* Prompt *
Rewrite the lines below, swapping "screenshot" for "image" everywhere and keeping everything else the same. Leave the pictures out of your answer.
** Begin Available data **
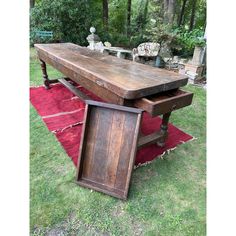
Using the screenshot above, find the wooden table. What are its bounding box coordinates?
[104,47,132,58]
[35,43,193,151]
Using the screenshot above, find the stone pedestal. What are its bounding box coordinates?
[191,46,205,65]
[86,27,100,50]
[184,63,205,83]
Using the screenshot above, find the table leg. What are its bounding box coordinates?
[40,59,50,89]
[157,112,171,147]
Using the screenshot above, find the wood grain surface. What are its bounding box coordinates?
[35,43,188,99]
[76,101,142,199]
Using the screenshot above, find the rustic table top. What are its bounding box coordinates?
[35,43,188,99]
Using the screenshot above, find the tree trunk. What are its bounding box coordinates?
[189,0,197,31]
[102,0,108,32]
[164,0,175,25]
[178,0,187,27]
[126,0,132,36]
[30,0,35,8]
[141,0,149,36]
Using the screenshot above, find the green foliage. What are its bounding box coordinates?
[30,0,100,45]
[30,49,206,236]
[174,28,206,55]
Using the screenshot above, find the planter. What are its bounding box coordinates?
[191,46,205,65]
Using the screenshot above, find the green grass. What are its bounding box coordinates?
[30,49,206,236]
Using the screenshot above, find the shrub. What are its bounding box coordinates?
[30,0,95,45]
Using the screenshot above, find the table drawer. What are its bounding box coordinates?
[134,89,193,116]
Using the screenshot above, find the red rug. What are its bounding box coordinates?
[30,84,192,166]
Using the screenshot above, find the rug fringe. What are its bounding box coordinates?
[134,136,197,170]
[52,121,84,134]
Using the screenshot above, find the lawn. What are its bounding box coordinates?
[30,49,206,236]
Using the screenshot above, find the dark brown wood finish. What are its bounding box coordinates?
[134,89,193,117]
[58,78,90,101]
[76,101,142,199]
[35,43,188,99]
[40,59,50,89]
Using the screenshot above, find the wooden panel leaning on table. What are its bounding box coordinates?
[35,43,193,148]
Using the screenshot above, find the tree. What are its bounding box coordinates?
[178,0,187,26]
[164,0,175,25]
[189,0,197,31]
[126,0,132,36]
[102,0,108,32]
[30,0,35,8]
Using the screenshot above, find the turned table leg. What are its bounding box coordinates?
[157,112,171,147]
[40,59,50,89]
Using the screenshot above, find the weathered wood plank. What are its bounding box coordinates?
[35,43,188,99]
[76,101,142,199]
[58,78,90,101]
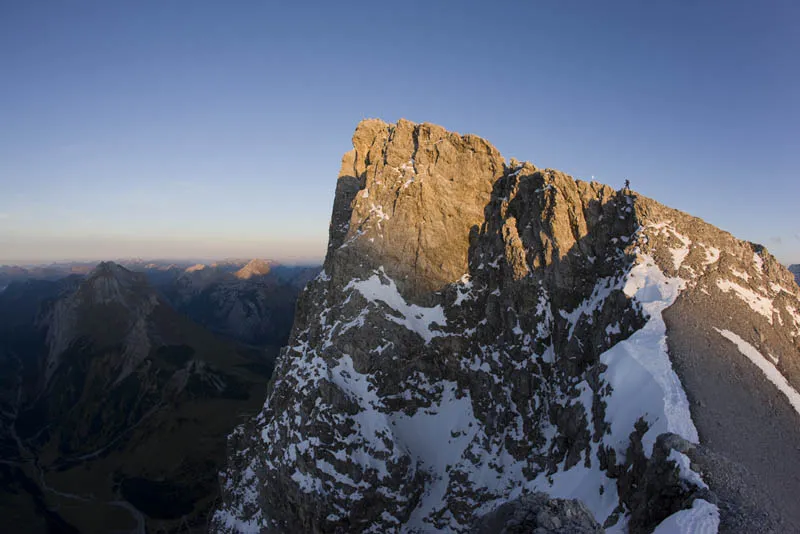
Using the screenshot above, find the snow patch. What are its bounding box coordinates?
[714,328,800,414]
[600,256,699,456]
[653,499,719,534]
[345,267,447,343]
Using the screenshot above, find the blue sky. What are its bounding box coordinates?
[0,0,800,263]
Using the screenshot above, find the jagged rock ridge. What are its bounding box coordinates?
[213,120,800,532]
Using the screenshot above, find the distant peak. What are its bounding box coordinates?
[234,259,273,280]
[88,261,133,278]
[186,263,206,273]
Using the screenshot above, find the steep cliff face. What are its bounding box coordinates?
[214,120,800,532]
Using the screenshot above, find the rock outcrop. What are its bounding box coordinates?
[213,120,800,533]
[0,263,272,532]
[472,493,603,534]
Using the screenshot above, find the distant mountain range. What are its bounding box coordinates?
[0,260,318,533]
[789,264,800,284]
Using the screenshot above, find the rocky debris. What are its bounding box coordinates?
[212,120,800,533]
[472,493,603,534]
[609,434,717,534]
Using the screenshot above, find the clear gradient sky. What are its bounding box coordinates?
[0,0,800,263]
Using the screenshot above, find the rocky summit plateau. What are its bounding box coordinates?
[211,120,800,534]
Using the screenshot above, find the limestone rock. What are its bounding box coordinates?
[212,120,800,533]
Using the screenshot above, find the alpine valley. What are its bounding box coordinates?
[212,120,800,534]
[0,260,319,533]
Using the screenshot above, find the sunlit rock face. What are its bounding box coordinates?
[789,265,800,284]
[213,120,800,533]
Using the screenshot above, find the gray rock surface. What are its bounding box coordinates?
[212,120,800,533]
[472,493,603,534]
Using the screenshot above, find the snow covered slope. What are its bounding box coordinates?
[214,121,800,532]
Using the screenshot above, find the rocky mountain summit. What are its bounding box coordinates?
[212,120,800,533]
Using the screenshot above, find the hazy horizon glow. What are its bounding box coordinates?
[0,0,800,264]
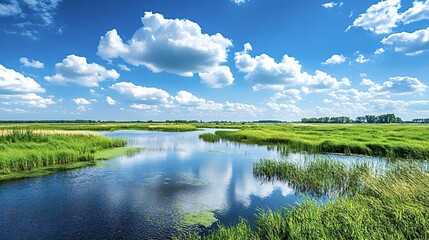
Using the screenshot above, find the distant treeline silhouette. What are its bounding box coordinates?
[301,113,403,123]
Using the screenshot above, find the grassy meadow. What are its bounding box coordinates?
[202,124,429,161]
[0,129,126,180]
[0,123,198,132]
[186,160,429,240]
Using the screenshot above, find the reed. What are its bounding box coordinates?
[0,129,125,174]
[208,124,429,161]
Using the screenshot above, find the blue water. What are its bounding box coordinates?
[0,130,378,239]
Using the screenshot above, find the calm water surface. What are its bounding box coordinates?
[0,130,376,239]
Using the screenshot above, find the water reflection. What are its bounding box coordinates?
[0,130,382,239]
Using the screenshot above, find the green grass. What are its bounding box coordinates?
[199,133,220,143]
[187,167,429,240]
[0,123,198,132]
[202,124,429,160]
[0,129,125,179]
[253,159,371,197]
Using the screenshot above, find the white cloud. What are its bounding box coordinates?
[97,12,232,76]
[45,54,120,87]
[322,2,344,8]
[76,106,91,112]
[118,64,131,72]
[0,0,21,17]
[231,0,250,5]
[352,0,402,34]
[322,54,347,65]
[198,66,234,88]
[402,0,429,24]
[0,93,55,108]
[374,48,384,55]
[73,98,91,105]
[381,27,429,56]
[174,91,223,111]
[380,77,428,94]
[0,108,28,113]
[267,102,301,114]
[329,88,374,101]
[224,101,263,115]
[19,57,45,68]
[24,0,62,26]
[0,64,45,93]
[130,104,158,110]
[234,43,342,90]
[359,78,375,86]
[271,88,302,103]
[110,82,170,104]
[106,96,116,106]
[355,54,369,63]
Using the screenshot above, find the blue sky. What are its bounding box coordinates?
[0,0,429,121]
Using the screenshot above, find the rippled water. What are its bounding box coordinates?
[0,130,378,239]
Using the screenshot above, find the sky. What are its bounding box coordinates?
[0,0,429,121]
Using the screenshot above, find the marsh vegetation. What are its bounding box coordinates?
[0,129,126,180]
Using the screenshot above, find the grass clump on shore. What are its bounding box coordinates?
[0,129,126,179]
[202,124,429,161]
[199,133,220,143]
[0,123,198,132]
[188,167,429,239]
[253,159,371,197]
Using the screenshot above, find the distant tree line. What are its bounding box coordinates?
[411,118,429,123]
[301,113,403,123]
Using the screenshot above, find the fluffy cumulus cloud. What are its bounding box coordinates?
[97,12,232,79]
[45,55,119,87]
[322,2,344,9]
[72,98,91,105]
[231,0,249,5]
[0,0,62,40]
[106,96,116,106]
[0,0,21,17]
[235,43,343,90]
[322,54,346,65]
[198,66,234,88]
[0,93,55,108]
[381,27,429,56]
[402,0,429,24]
[374,48,384,55]
[355,54,369,63]
[110,82,171,105]
[379,77,428,94]
[174,91,223,111]
[0,64,45,94]
[329,76,422,102]
[19,57,45,68]
[352,0,402,34]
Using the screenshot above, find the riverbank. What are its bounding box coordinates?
[0,129,140,181]
[201,124,429,161]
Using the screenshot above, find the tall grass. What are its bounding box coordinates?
[182,167,429,240]
[0,129,125,174]
[199,133,220,143]
[253,158,371,197]
[207,124,429,161]
[0,123,198,132]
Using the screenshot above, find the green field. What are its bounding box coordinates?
[0,123,198,132]
[0,129,130,180]
[203,124,429,160]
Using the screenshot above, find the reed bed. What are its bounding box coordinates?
[253,158,371,197]
[0,123,198,132]
[187,166,429,239]
[0,129,126,174]
[208,124,429,161]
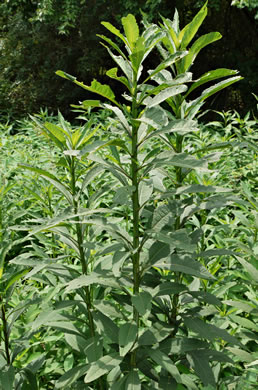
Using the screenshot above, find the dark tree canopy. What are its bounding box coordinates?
[0,0,258,116]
** End Available data **
* The output *
Using the image above, find the wooden table. What are its bounding box coordinates?
[104,47,132,58]
[35,43,193,151]
Using the image above, find the stone pedestal. What are its bounding box coordinates?
[191,46,205,65]
[86,27,100,50]
[184,63,205,83]
Using the image above, find the table leg. What are its bounding box coordinates?
[40,59,50,89]
[157,112,171,147]
Using the image above, find the wood grain surface. What are its bounding box coordinates?
[35,43,188,99]
[76,101,142,199]
Using the image above, find the rustic table top. What are its bounding box coordinates?
[35,43,188,99]
Using the image above, find the tree trunk. What are its bounding box coordinates?
[189,0,197,31]
[102,0,108,32]
[164,0,175,25]
[178,0,187,27]
[126,0,132,36]
[30,0,35,8]
[141,0,149,36]
Using the image above, find the green foliage. What are its bounding box coordinates?
[30,0,100,45]
[30,49,206,236]
[174,28,206,55]
Using the image above, find the planter. What are its bounding box coordinates?
[191,46,205,65]
Using the image above, find the green grass. What are its bounding box coordinates?
[30,49,206,236]
Using the image above, find the shrub. What are its bounding box coordinates?
[30,0,95,45]
Using the image above, find the table drawer. What are its bounding box coordinates?
[134,89,193,116]
Using the image above, find the red rug. What are its bounding box coordinates?
[30,84,192,166]
Using the image above, find the rug fringe. What are its bounding box coordinates?
[134,136,197,170]
[52,121,84,134]
Using the image above, find the lawn. What are its bounding box coordinates?
[30,49,206,236]
Using the image above, find the dark brown wood finish. What are its bounding box coordinates?
[134,89,193,117]
[58,78,90,101]
[76,101,142,199]
[35,43,188,99]
[40,59,50,89]
Using the image above, find the wooden panel leaning on table. What are its bounding box coordinates?
[35,43,193,148]
Using the image above, find the tree. What are its bounding box coordinates?
[178,0,187,26]
[164,0,175,25]
[189,0,197,31]
[126,0,132,36]
[102,0,108,32]
[30,0,35,8]
Using the image above, find the turned table leg. What are its bounding box coordinates?
[157,112,171,147]
[40,59,50,89]
Using the image above, find the weathered wood plank. What are its bounding box coordinates?
[35,43,188,99]
[76,101,142,199]
[58,78,90,101]
Using the image above, find the snow patch. What are its bounding box coordinates?
[714,328,800,414]
[600,256,699,456]
[653,499,719,534]
[345,267,447,343]
Using the image above, find the blue sky. What are its bounding box coordinates?
[0,0,800,263]
Using the image above, find the jagged rock ridge. What are its bounding box coordinates?
[213,120,800,532]
Using the image above, find the distant peak. What are its bounding box coordinates?
[234,259,273,280]
[88,261,133,278]
[186,263,206,273]
Using the image above, find the steep cliff face. What are its bounding box coordinates?
[214,120,800,532]
Using the image above, find the rock outcrop. What are its bounding box coordinates?
[213,120,800,533]
[0,263,272,532]
[472,493,603,534]
Using the image above, find the distant mountain range. What are its bounding box coordinates?
[0,260,318,533]
[789,264,800,284]
Using the image above, find the rocky debris. What are its bounding box coordinates?
[212,120,800,533]
[472,493,603,534]
[609,434,717,534]
Using the image above, find the clear gradient sky. What are its bounding box coordinates?
[0,0,800,263]
Using the image above, find the rocky summit plateau. What are its bounding box coordinates?
[211,120,800,534]
Using the image above, find the limestone rock. What are its bounding box coordinates?
[212,120,800,533]
Using the image above, find the alpine valley. What are its bounding box coordinates?
[212,120,800,534]
[0,260,319,533]
Using the image above, find the sunlit rock face. What are its bounding box coordinates?
[789,265,800,284]
[213,120,800,533]
Using the image above, find the gray rock surface. What are its bounding box coordinates?
[212,120,800,533]
[472,493,603,534]
Using the image above, find the snow covered slope. What are its bounding box coordinates?
[214,121,800,532]
Using the image above, find the rocky mountain summit. What are its bounding box coordinates?
[212,120,800,533]
Using the image above, find the hazy horizon glow. What are its bounding box coordinates?
[0,0,800,264]
Using the image above, find the distant treeline silhouette. What are its bounding box coordinates?
[301,113,403,123]
Using the image above, find the grassy meadow. What are its bounding box coordinates?
[202,124,429,161]
[0,129,126,180]
[0,123,198,132]
[186,160,429,240]
Using the image above, find the reed. What are its bounding box coordinates?
[0,129,125,174]
[208,124,429,161]
Using the image above, find the blue water. What are its bounding box coordinates?
[0,130,378,239]
Using the image above, find the calm water surface. What are its bounding box coordinates?
[0,130,376,239]
Using the image above, find the water reflection. What are its bounding box coordinates?
[0,130,382,239]
Using the image above, find the green grass. What are its bounding box coordinates?
[199,133,220,143]
[187,167,429,240]
[0,123,198,132]
[202,124,429,160]
[0,129,125,179]
[253,159,371,197]
Using the image above, find the white cloud. What are its bounding box coordinates?
[97,12,232,76]
[45,54,120,87]
[322,2,344,8]
[76,106,91,112]
[118,64,131,72]
[0,0,21,17]
[231,0,250,5]
[352,0,402,34]
[322,54,347,65]
[198,66,234,88]
[402,0,429,24]
[0,93,55,108]
[374,48,384,55]
[73,98,91,105]
[381,27,429,56]
[174,91,223,111]
[380,77,428,94]
[0,108,28,113]
[267,102,301,114]
[329,88,374,101]
[224,101,263,115]
[19,57,45,68]
[24,0,62,26]
[0,64,45,93]
[130,104,158,110]
[234,43,342,90]
[359,78,375,86]
[271,88,302,103]
[110,82,170,104]
[106,96,116,106]
[355,54,369,63]
Using the image above, find the blue sky. What are its bounding box coordinates?
[0,0,429,121]
Using the image above, find the rippled water. What are its bounding box coordinates?
[0,130,378,239]
Using the image above, find the sky. What are its bounding box coordinates?
[0,0,429,121]
Using the image above, find the marsh vegetation. What are its bounding box coordinates?
[0,129,126,180]
Using the image above, find the grass clump on shore. What are its bounding box coordinates?
[0,129,126,179]
[202,124,429,161]
[199,133,220,143]
[0,123,198,132]
[188,167,429,239]
[253,159,371,197]
Using the image above, find the distant tree line. What are its bounding box coordinates?
[411,118,429,123]
[301,113,403,123]
Using the image above, find the fluffy cumulus cloud. What are its bounding box coordinates?
[97,12,232,79]
[45,55,119,87]
[322,2,344,9]
[72,98,91,105]
[231,0,249,5]
[0,0,62,40]
[106,96,116,106]
[0,0,21,17]
[235,43,343,90]
[322,54,346,65]
[198,66,234,88]
[0,93,55,108]
[381,27,429,56]
[402,0,429,24]
[374,48,384,55]
[355,54,369,63]
[110,82,171,105]
[379,77,428,94]
[174,91,223,111]
[0,64,45,94]
[329,76,422,102]
[19,57,45,68]
[352,0,402,34]
Using the image above, find the riverbank. What are its bounding box coordinates?
[0,129,140,181]
[201,124,429,161]
Using the image above, find the tall grass. What are its bounding box coordinates?
[182,167,429,240]
[0,129,125,174]
[199,133,220,143]
[253,158,371,197]
[207,124,429,161]
[0,123,198,132]
Using the image above, find the green field. What are its bounding box coordinates?
[0,123,198,132]
[0,129,130,180]
[203,124,429,160]
Using the image above, find the reed bed. What are its bounding box coordinates?
[253,158,371,197]
[0,123,198,132]
[187,166,429,239]
[0,129,126,174]
[208,124,429,161]
Using the image above, find the dark tree canopy. What are its bounding box coordinates?
[0,0,258,116]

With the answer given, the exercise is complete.